PROBLÈME POSÉ 1 =
Répondez aux questions suivantes à partir du texte sur Perdido Street Station.
(a) Qui a traduit le roman de l'anglais ?
(b) Dans quel numéro de quelle revue se trouve la chronique ?
(c) Quels prix le roman a-t-il remportés outre-Manche ?
PROBLÈME POSÉ 2 = Recopiez mot pour mot, dans le texte sur Perdido Street Station, tout ce qui va de « MIÉVILLE (China), Perdido » jusqu'à « Miéville (pp. 146-149). ».

TEXTE PROPOSÉ =
+ + +

MIÉVILLE (China), Perdido Street Station, [Perdido Street Station], traduit de l’anglais par Nathalie Mège, Paris, Fleuve Noir – Pocket, coll. Science-fiction / Fantasy, [2000, 2003] 2006-2007, 2 vol., 434 et 533 p.
Ma chronique se trouve dans le Bifrost n° 53, dans le guide de lecture consacré à China Miéville (pp. 146-149).
Je vais tâcher de la rapatrier dès que possible… mais ça ne sera pas avant un an.
En attendant, vos remarques, critiques et insultes sont les bienvenues, alors n’hésitez pas à m’en faire part…
EDIT : Hop :
Dès son second roman, China Miéville s’est fait un nom dans les littératures de l’imaginaire : Perdido Street Station a raflé outre-Manche le Prix Arthur C. Clarke et le British Fantasy Award, et de par chez nous le Grand Prix de l’Imaginaire. Joli palmarès, qui n’est certes pas un gage absolu de qualité, mais laisse néanmoins supposer que nous tenons là quelque chose qui sort de l’ordinaire. Et l’on reconnaîtra effectivement sans peine qu’il s’agit d’une œuvre ambitieuse et passablement iconoclaste : en effet, ce roman-fleuve (scindé en deux tomes pour son édition française), non content de se poser en modèle de livre-univers foisonnant, consiste également en une réjouissante entreprise de démolition des frontières un peu trop hâtivement établies entre science-fiction, fantasy et fantastique / horreur, et résiste ainsi aux classifications traditionnelles des forcenés de l’étiquette. Mais le roman n’a rien de bancal pour autant : l’univers décrit par China Miéville, d’une richesse rare, est d’une cohérence incontestable.

+ + +

(Données enregistrées)
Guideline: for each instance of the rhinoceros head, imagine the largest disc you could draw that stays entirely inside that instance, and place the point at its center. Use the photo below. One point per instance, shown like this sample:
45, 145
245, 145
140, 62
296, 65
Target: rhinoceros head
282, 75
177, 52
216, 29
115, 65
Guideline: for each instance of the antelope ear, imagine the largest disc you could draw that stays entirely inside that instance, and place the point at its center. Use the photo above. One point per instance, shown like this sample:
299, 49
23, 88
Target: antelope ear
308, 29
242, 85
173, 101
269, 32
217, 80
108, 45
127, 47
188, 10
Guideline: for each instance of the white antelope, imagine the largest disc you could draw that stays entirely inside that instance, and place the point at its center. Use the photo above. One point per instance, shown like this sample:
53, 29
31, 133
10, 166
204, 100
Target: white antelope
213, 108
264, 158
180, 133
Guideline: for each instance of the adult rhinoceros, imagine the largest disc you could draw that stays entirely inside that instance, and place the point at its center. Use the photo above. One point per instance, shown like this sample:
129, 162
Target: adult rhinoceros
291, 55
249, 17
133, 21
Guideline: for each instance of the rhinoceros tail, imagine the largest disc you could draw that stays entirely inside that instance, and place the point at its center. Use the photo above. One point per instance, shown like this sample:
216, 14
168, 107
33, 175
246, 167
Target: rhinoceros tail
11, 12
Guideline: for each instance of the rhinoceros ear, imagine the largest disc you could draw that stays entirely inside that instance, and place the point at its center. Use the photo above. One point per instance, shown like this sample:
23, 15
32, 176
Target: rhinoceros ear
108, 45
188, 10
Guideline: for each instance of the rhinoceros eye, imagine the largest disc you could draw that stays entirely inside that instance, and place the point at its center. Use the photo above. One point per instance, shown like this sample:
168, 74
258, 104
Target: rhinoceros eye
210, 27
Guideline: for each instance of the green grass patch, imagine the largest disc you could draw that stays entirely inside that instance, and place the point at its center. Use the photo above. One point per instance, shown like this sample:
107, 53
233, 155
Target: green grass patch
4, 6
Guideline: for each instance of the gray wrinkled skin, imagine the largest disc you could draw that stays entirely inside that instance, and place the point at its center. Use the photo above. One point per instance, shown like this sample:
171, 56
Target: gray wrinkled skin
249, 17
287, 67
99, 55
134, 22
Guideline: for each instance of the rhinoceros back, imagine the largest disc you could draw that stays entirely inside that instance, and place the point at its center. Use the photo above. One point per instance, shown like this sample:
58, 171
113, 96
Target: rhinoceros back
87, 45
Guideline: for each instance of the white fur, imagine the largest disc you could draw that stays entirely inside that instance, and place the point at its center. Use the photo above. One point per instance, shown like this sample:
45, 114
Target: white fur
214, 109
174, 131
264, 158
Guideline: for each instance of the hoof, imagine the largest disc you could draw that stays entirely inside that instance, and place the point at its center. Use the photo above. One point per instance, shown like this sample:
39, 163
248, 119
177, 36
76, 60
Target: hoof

+ + +

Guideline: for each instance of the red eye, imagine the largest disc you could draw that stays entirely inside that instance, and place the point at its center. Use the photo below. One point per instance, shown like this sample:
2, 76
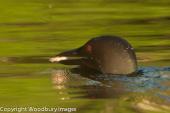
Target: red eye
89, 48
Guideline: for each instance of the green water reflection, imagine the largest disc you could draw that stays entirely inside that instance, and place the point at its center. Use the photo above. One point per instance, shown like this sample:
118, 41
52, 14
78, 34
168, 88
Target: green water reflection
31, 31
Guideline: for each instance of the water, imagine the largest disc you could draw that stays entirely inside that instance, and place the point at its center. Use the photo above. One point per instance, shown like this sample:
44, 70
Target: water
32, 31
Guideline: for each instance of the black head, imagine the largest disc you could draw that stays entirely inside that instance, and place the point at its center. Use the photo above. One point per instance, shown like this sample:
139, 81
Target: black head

+ + +

CORRIGÉ DE L'EXERCICE 1 =
(a) Nathalie Mège.
(b) Dans le Bifrost n° 53.
(c) Le Prix Arthur C. Clarke et le British Fantasy Award.

CORRIGÉ DE L'EXERCICE 2 =
MIÉVILLE (China), Perdido Street Station, [Perdido Street Station], traduit de l’anglais par Nathalie Mège, Paris, Fleuve Noir – Pocket, coll. Science-fiction / Fantasy, [2000, 2003] 2006-2007, 2 vol., 434 et 533 p.
Ma chronique se trouve dans le Bifrost n° 53, dans le guide de lecture consacré à China Miéville (pp. 146-149).